- [Exercise] Only those lines in the data below from the line containing "Question. The picture above shows the boy's ear." through the line containing "Question. The picture above shows the la", both included, should be restated word for word.

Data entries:
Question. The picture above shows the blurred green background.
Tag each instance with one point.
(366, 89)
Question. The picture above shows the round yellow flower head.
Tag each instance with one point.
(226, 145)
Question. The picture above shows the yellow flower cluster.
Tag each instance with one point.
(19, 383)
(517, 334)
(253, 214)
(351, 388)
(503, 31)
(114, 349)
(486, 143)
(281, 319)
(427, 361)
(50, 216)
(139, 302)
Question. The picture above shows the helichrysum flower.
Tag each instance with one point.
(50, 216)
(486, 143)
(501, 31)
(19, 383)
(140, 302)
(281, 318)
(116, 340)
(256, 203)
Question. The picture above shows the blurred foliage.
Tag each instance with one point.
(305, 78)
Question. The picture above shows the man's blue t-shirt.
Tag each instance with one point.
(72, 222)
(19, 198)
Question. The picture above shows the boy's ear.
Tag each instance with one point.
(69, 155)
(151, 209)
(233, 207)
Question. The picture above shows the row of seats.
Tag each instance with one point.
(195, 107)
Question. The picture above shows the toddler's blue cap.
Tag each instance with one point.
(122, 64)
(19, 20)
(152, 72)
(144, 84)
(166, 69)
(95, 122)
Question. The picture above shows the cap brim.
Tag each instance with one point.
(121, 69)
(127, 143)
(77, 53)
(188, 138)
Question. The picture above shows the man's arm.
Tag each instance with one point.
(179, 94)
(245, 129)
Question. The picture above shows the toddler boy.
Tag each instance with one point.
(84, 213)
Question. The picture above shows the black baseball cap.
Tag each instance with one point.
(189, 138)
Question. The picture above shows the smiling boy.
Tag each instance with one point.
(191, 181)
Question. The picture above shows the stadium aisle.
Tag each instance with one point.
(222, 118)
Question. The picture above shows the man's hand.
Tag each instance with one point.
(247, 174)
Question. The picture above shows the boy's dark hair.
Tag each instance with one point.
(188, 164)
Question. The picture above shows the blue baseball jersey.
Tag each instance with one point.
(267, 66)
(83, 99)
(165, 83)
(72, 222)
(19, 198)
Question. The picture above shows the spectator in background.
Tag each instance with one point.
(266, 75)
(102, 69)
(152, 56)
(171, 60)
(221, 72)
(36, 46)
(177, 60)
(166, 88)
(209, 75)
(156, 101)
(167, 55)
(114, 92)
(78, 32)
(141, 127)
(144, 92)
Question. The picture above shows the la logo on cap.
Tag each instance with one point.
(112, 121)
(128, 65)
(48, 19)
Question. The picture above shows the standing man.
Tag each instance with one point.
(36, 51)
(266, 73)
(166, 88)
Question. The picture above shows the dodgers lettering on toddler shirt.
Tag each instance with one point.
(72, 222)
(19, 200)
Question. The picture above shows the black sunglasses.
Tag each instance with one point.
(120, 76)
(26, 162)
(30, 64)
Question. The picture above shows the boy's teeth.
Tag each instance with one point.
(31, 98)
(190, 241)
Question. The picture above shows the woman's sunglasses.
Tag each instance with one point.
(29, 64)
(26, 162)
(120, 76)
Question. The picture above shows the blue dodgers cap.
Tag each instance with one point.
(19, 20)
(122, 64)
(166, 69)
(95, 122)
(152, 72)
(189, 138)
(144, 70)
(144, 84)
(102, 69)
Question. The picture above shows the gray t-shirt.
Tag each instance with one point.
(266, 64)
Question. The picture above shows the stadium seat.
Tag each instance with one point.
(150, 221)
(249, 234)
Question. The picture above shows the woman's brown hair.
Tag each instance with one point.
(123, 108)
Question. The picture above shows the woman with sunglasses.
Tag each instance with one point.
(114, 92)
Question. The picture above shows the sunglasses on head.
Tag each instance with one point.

- [Response below]
Question. The picture above shows the boy's ear.
Tag each instance with one point.
(69, 155)
(151, 209)
(233, 207)
Question. The picture above shows the row of seats.
Tag each instance with one point.
(195, 107)
Question. The picture above shows the toddler's blue cap.
Tag each instance with one point.
(122, 64)
(19, 20)
(152, 72)
(144, 84)
(166, 69)
(95, 122)
Question. The picture above shows the cap brim.
Tag each instance with one point.
(121, 69)
(127, 143)
(77, 53)
(188, 138)
Question. The picture above shows the man's arm.
Tag each instance with one point.
(179, 94)
(245, 129)
Question. The picture above shows the toddler boy.
Tag each instance with one point.
(84, 213)
Question. The picture above shows the black baseball cap.
Tag each instance with one point.
(189, 138)
Question. The picture above shows the smiling boy.
Tag each instance with one point.
(191, 181)
Question. The picture above shows the stadium aisle.
Tag each instance with one point.
(222, 118)
Question. The picture above shows the man's hand.
Tag each instance with one point.
(247, 174)
Question. The picture above shows the boy's dark hair.
Tag each instance with one point.
(188, 164)
Question. The picture above shows the blue baseball jersey.
Tag each instance with one point.
(267, 66)
(83, 99)
(165, 83)
(72, 222)
(19, 198)
Question. The picture above shows the spectator in background.
Tag each instance with one point.
(266, 75)
(102, 69)
(152, 56)
(171, 60)
(221, 72)
(36, 46)
(177, 60)
(166, 88)
(209, 75)
(156, 101)
(167, 55)
(114, 92)
(78, 32)
(141, 127)
(144, 92)
Question. The picture above shows the la logo on cap.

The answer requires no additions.